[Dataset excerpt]
###
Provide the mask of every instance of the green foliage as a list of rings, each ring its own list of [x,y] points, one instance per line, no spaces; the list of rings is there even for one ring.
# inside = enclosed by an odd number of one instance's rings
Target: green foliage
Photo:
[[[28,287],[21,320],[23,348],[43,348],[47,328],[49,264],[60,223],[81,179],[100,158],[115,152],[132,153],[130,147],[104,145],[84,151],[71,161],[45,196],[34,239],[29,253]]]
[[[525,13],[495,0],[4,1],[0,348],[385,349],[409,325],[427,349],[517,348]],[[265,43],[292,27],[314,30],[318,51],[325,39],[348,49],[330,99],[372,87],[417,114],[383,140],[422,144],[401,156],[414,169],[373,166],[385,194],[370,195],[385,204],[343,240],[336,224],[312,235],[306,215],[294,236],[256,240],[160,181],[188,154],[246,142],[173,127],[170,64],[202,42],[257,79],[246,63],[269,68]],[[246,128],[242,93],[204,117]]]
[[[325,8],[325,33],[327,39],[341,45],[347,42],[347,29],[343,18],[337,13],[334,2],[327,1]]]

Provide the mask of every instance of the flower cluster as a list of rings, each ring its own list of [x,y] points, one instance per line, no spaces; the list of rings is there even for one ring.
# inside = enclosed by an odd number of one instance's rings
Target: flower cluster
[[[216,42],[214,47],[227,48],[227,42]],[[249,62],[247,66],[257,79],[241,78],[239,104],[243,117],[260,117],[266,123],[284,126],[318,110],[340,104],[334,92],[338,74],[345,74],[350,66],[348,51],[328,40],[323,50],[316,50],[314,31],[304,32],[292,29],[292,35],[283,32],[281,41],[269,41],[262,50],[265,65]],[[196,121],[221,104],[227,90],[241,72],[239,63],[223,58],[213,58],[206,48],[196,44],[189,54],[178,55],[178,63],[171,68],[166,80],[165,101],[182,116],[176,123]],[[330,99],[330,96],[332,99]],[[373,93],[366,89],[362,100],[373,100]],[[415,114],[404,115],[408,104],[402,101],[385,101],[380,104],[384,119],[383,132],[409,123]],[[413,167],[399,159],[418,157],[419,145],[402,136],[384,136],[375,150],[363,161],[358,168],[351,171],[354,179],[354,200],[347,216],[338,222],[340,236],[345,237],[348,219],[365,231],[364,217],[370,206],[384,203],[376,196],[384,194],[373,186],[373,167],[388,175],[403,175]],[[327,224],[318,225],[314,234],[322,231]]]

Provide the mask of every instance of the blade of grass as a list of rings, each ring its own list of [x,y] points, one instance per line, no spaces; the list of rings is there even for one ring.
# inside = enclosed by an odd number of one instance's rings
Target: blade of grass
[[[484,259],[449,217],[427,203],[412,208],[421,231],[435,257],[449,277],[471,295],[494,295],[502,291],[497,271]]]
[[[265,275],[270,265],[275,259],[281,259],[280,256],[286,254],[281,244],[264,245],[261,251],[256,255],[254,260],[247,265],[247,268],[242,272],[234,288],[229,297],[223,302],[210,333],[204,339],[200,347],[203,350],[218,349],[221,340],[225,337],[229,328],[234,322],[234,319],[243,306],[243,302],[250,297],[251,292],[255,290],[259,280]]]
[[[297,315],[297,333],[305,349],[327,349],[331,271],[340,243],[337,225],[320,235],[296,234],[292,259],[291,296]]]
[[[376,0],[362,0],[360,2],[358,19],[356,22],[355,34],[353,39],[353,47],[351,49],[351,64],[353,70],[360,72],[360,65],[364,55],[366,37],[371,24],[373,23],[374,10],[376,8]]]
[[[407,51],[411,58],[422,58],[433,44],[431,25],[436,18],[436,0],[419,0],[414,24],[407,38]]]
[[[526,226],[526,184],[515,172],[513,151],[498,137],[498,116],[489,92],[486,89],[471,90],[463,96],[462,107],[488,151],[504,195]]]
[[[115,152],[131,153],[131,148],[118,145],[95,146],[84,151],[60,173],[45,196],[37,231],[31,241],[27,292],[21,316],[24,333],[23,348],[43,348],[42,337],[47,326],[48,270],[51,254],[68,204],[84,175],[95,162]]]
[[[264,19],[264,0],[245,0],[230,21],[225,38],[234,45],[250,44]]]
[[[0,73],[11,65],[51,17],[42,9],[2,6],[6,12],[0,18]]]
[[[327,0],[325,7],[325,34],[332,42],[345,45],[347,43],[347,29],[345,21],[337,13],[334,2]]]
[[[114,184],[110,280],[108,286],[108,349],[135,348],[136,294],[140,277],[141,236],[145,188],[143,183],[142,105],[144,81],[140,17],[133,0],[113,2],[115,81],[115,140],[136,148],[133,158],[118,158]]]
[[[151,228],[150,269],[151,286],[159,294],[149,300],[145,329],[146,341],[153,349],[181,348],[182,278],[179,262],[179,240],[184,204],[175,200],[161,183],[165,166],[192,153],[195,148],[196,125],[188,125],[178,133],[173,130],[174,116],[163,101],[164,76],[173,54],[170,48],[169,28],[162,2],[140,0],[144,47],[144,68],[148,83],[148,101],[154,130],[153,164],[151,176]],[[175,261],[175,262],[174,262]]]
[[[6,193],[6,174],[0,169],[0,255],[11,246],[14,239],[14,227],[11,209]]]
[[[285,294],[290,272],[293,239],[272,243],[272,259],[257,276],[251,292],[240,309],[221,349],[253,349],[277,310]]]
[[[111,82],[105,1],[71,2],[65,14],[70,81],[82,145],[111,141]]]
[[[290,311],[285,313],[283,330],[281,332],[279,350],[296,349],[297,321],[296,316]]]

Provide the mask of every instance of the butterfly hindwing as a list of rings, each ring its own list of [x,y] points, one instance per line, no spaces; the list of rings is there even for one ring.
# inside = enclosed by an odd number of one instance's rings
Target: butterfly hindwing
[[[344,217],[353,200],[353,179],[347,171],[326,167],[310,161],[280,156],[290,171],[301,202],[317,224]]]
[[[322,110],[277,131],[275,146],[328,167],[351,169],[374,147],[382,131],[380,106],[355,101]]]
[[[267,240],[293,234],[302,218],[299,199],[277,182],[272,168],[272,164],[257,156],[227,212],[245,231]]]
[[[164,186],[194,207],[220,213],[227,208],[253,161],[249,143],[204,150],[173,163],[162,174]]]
###
### Stated task
Locate each line in the records above that contains the word "green", and copy those lines out in full.

### The output
Provide the mask of every instance of the green foliage as a list of rings, each ring its own list of [x,y] points, one instance per line, no spaces; the list of rings is there even for one ring.
Target: green foliage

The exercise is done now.